§ **MATERIAL SHOWN**:
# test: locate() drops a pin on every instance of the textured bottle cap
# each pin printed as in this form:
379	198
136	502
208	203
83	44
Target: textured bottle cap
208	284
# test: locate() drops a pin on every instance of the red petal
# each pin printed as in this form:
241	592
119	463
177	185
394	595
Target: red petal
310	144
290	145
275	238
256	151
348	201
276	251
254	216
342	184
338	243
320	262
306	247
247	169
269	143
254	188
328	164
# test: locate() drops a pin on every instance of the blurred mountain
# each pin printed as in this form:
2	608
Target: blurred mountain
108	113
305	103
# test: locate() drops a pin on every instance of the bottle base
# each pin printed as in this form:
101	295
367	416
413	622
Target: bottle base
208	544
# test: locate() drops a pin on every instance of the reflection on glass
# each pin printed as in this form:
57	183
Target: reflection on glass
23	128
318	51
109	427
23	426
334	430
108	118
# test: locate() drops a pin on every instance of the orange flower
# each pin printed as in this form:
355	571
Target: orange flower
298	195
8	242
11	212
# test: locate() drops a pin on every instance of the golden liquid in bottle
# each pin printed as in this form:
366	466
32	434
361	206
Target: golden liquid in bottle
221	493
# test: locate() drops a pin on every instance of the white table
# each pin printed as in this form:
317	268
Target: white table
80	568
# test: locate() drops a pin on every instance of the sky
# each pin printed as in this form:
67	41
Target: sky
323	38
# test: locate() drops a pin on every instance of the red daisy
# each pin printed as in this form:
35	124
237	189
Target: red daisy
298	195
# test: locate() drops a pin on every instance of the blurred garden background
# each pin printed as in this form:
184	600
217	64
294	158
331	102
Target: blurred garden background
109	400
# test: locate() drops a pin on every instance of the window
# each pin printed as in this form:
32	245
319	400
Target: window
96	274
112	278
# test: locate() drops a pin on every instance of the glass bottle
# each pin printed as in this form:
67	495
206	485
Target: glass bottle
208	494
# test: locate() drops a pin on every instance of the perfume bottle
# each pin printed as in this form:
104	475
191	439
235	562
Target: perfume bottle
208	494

§ **OBJECTIVE**: Reproduce the data from the line containing "the reflection on glass" through the end of the data, swapping "drops a pin" for "places a marker" and leaving everything else unchanged.

§ **CORRECT ANSWER**:
# test: locate() places a marker on every instance of the reflection on glass
# each pin printed as in this form:
57	183
Target: reflection on glass
23	128
318	51
109	427
23	426
334	430
108	118
# test: locate() places a marker on every instance of the orange flower
# each pin printed as in this form:
355	571
Target: orange flower
298	195
8	242
11	212
# test: locate() places a marker on every instance of the golden liquid in bottle
# each pin printed as in this form:
366	466
32	434
361	206
Target: golden liquid in bottle
221	493
# test: locate() places a marker on every instance of the white table
# each pin printed as in this form:
317	268
Target: white table
80	568
# test: locate() places a marker on every instance of the sky
# each pin printed as in this form:
67	41
Target: sky
323	38
# test: locate() places a marker on every instance of the red daisy
# each pin printed as in this form:
35	124
237	189
Target: red daisy
298	195
# test: locate() places a marker on every instance of the blurred garden background
# each pin printed as in this form:
184	600
217	64
294	158
331	102
Target: blurred garden background
109	400
# test: locate() places a marker on every instance of the window
# each pin printed as in this form:
32	245
319	400
Target: window
96	274
112	278
# test: locate() places a marker on every instance of the glass bottle
# each pin printed as in this form:
67	495
206	485
Target: glass bottle
208	494
# test: locate() places a marker on every instance of the perfume bottle
# each pin printed as in this form:
104	475
191	439
235	562
Target: perfume bottle
208	494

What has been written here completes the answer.